:: SUPPLIED PASSAGE ::
[START]

You know I got a lot of respect for pretty much anything you comment on JPS. But sometimes I suspect you, in your position as administrator are required/suggested to support new products in addition to sponsors of this site. Also I occassionally suspect some of the people w threads and replies may be fabricated to showcase these products in a favorable light. I , of course could be completely wrong. But if Toby wants to buy a new port lift instead of a used 34,000 used aerial truck, am I the only one that thinks it seems to be just plain crazy? I m talking only experienced tree guys here, with no vested interest.


----------



## clearance (Apr 8, 2007)

I think a boom truck is the way to go, not saying a Spidie or Genie wouldn't be cool and useful but think about it. I have looked around the net, there are many decent boom trucks in that price range. You can park your boom truck in someones driveway and climb in thier back yard, its there, with all your stuff, people see it and come and ask you for quotes, often to do trees the bucket will reach. A huge rolling advertisment that can hold all your tools securely (locking toolboxes with pins, so you have to raise the dump to open them), an office, a chip truck, a chipper puller, a moving truck for stuff totally unrelated to treework. You can drive down the road trimming for a utility, hop in it in the middle of the night for a storm damage call, sleep in it if your really tired, and so on. Most of all you can use the boom, my advice is to get a High Ranger on a good chassis, remember, the boom is the most important part of a boom truck, you can always put it on something else.

[END]

:: DATA EXTRACT ::
[START]

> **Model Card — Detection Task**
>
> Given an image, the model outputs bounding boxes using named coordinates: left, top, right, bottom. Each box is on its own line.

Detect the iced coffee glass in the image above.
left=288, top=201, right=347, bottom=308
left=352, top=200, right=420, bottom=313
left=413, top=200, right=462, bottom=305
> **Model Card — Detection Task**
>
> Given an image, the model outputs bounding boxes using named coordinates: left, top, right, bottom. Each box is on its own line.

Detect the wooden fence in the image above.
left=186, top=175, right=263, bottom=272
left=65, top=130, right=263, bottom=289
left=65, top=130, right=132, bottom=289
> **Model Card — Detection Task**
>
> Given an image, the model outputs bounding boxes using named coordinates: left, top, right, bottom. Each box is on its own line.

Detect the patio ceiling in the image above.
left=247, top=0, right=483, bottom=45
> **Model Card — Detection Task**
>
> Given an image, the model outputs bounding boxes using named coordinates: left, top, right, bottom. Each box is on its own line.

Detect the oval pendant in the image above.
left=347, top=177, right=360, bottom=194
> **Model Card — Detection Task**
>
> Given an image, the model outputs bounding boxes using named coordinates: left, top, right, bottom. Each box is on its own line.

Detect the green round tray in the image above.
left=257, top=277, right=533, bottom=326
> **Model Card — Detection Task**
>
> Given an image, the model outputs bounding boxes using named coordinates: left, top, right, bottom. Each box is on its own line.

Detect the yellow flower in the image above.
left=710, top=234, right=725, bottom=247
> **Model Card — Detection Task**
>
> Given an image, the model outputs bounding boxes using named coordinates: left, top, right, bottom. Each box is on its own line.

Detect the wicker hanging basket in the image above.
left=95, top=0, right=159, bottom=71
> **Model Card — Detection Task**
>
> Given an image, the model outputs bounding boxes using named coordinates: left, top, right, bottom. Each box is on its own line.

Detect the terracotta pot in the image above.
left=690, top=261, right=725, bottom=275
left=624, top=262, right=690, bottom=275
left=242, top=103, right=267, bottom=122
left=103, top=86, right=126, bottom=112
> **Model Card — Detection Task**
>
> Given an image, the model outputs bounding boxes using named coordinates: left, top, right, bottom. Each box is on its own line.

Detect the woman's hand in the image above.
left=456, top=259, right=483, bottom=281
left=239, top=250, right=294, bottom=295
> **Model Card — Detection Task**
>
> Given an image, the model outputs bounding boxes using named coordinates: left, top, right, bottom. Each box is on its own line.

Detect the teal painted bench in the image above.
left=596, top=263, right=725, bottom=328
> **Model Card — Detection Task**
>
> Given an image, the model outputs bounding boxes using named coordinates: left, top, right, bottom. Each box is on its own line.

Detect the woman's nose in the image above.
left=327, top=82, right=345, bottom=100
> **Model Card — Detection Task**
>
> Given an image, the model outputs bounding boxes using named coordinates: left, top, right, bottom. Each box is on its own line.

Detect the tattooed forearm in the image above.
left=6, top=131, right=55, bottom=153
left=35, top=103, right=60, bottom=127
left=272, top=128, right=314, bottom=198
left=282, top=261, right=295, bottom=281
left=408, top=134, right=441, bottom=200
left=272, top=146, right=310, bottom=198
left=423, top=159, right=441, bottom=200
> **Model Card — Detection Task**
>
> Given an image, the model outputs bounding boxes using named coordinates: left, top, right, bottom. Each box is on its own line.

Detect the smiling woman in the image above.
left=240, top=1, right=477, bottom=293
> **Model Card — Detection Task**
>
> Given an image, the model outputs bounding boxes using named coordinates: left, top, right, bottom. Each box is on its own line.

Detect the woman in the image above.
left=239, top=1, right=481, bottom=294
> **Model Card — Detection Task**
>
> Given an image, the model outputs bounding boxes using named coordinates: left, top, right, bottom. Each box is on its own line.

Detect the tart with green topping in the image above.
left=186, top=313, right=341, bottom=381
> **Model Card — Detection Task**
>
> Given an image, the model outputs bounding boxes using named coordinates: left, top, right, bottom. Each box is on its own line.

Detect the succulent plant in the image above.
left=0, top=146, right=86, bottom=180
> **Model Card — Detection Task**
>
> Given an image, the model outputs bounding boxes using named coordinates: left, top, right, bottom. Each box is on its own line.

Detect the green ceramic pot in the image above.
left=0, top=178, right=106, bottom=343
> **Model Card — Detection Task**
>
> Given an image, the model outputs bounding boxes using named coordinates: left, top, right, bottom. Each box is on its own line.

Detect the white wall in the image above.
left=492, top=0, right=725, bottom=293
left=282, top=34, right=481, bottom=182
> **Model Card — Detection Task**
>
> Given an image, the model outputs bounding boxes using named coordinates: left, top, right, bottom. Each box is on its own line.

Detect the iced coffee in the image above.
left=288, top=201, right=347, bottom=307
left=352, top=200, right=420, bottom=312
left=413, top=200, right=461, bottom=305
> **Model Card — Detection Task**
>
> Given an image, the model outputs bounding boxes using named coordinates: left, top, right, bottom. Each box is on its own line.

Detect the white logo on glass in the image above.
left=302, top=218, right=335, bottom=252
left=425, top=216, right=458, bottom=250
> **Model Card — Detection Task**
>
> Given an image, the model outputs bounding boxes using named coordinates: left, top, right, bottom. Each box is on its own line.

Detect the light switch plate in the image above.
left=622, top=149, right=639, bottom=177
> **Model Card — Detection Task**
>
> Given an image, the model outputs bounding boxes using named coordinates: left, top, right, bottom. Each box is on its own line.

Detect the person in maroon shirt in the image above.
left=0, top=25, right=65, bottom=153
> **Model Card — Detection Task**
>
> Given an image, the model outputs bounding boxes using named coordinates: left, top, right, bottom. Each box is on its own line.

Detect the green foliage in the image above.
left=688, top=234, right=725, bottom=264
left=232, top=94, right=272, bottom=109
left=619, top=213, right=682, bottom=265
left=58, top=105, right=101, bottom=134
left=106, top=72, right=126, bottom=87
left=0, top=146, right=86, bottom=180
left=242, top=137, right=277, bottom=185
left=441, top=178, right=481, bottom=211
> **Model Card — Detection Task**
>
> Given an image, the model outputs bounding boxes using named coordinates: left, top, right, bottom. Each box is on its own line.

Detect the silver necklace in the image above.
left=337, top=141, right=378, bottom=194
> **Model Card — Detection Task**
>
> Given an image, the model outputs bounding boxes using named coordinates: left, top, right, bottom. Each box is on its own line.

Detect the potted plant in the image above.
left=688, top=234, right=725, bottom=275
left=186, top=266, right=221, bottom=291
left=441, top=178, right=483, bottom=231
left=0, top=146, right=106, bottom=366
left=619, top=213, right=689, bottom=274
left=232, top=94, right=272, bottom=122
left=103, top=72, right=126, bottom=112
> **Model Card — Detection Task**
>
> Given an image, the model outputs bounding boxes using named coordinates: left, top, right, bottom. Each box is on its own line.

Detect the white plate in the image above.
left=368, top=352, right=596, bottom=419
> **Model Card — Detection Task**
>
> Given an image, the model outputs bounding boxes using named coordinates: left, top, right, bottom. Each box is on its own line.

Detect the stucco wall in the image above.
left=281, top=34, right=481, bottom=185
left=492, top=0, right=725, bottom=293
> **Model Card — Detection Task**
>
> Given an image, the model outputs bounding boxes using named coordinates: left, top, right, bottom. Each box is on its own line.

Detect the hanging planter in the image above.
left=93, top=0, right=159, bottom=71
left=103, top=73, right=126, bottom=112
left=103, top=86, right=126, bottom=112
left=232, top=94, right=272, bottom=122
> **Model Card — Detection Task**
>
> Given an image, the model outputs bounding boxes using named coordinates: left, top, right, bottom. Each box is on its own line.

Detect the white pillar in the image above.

[END]

:: EXERCISE PROMPT ::
Reproduce word for word the part of the aerial truck thread that opens with the words containing "You know I got" and closes with "(Apr 8, 2007)".

:: ANSWER FOR THIS EXERCISE ::
You know I got a lot of respect for pretty much anything you comment on JPS. But sometimes I suspect you, in your position as administrator are required/suggested to support new products in addition to sponsors of this site. Also I occassionally suspect some of the people w threads and replies may be fabricated to showcase these products in a favorable light. I , of course could be completely wrong. But if Toby wants to buy a new port lift instead of a used 34,000 used aerial truck, am I the only one that thinks it seems to be just plain crazy? I m talking only experienced tree guys here, with no vested interest.


----------



## clearance (Apr 8, 2007)